Une des plus belles marques de whiskey américain rachetée pour 245 dollars ? C’est l’histoire racontée par Mark Gillespie, qui a rencontré Joe Magliocco, patron de la distillerie, chez lui à Louisville, Kentucky.
L’histoire de Michter’s commence en 1753, année où un certain John Shenk bâtit une modeste distillerie à Schaefferstown, Pennsylvanie. Dans les années 1950, le propriétaire de l’époque, Lou Foreman, décide de fusionner les noms de ses fils Michael et Peter pour créer Michter’s. Quelques années plus tard, Joe Magliocco, à la barre du fournisseur de vins et spiritueux Chatham Imports, apprenant que les marques déposées de Michter’s avaient été abandonnées, voit là l’occasion rêvée de relancer une marque riche d’un patrimoine historique. Aujourd’hui, Michter’s est l’une des marques de whiskey les plus estimées au monde.
Comment avez-vous relancé la marque après avoir repéré les marques déposées à l’origine par Michter’s ?

Extraits de jeux de données annotés par cadres
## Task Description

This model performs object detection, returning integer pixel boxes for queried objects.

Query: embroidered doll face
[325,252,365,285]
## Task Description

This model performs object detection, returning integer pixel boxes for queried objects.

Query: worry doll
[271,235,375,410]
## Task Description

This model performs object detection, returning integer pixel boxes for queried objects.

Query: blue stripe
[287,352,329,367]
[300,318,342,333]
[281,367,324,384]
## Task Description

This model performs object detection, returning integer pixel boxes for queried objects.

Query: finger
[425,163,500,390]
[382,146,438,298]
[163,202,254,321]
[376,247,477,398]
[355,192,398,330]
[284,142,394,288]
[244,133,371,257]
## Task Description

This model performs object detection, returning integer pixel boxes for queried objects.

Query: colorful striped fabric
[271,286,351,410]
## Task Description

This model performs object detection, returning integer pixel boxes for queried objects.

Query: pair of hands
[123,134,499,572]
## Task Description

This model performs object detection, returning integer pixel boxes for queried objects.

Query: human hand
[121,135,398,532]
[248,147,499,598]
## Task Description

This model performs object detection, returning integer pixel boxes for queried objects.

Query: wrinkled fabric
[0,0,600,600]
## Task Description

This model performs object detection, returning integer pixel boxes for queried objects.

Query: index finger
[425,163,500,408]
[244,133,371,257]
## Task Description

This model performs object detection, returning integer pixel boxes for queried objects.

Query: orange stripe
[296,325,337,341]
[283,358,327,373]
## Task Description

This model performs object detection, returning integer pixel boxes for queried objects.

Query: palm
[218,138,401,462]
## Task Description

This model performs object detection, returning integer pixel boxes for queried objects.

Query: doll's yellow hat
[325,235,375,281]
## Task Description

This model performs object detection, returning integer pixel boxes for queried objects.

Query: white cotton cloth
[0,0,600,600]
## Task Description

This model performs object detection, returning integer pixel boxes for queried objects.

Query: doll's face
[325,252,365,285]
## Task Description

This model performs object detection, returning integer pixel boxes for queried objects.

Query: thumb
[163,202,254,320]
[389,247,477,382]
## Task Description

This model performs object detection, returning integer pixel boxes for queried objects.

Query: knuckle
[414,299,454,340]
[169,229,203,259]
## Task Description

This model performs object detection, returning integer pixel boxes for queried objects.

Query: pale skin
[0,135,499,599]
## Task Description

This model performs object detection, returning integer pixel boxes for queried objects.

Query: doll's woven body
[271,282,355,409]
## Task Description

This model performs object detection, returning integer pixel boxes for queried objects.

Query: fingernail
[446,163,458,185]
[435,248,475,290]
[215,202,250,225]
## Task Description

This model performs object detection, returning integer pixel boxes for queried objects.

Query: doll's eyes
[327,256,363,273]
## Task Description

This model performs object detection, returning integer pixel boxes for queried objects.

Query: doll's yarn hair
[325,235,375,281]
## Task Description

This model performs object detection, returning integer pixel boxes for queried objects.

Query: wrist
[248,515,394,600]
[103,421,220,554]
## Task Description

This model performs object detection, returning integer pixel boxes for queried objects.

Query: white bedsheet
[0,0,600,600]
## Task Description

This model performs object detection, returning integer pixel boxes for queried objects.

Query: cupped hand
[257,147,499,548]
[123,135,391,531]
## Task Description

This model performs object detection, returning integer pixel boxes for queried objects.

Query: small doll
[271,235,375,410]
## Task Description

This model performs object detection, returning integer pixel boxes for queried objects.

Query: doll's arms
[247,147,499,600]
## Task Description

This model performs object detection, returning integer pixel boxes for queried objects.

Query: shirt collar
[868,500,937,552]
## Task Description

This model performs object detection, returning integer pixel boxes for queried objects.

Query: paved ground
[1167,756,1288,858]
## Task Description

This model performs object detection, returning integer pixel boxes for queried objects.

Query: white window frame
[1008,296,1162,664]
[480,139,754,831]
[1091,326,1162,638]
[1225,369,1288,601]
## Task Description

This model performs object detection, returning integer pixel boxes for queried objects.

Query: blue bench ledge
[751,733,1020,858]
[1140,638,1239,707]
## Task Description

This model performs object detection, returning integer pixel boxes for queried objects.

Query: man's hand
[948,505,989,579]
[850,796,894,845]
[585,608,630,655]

§ Travail demandé
[1] Repérez dans les enregistrements chaque ligne contenant la chaîne « fabric », en tenant compte de la casse, puis recopiez ces lignes.
[2] Poursuivez le texte consacré à la marque Michter’s à partir de l’endroit où il s’arrête.
Le texte et les enregistrements proviennent de sources distinctes.

§ Réponses fournies
[1]
Query: colorful striped fabric
Query: wrinkled fabric

[2]
Joe Magliocco : De toute évidence, Michter’s a laissé un héritage qui remonte loin dans le temps. Pour faire court, la marque était disponible à l’époque, n’importe qui pouvait aller au Bureau des brevets et des marques et l’acheter pour 245 dollars. À l’époque, personne n’en voulait, personne ne souhaitait lui consacrer du temps ou de l’argent, mais notre groupe estimait qu’elle avait du potentiel. Nous avons donc dépensé ces 245 dollars et sommes devenus propriétaires de la marque Michter’s. Comme nous n’avions ni whisky, ni recettes, ni packaging, nous avons entrepris dans les années 1990 de la faire renaître.
Pour commencer la production donc ?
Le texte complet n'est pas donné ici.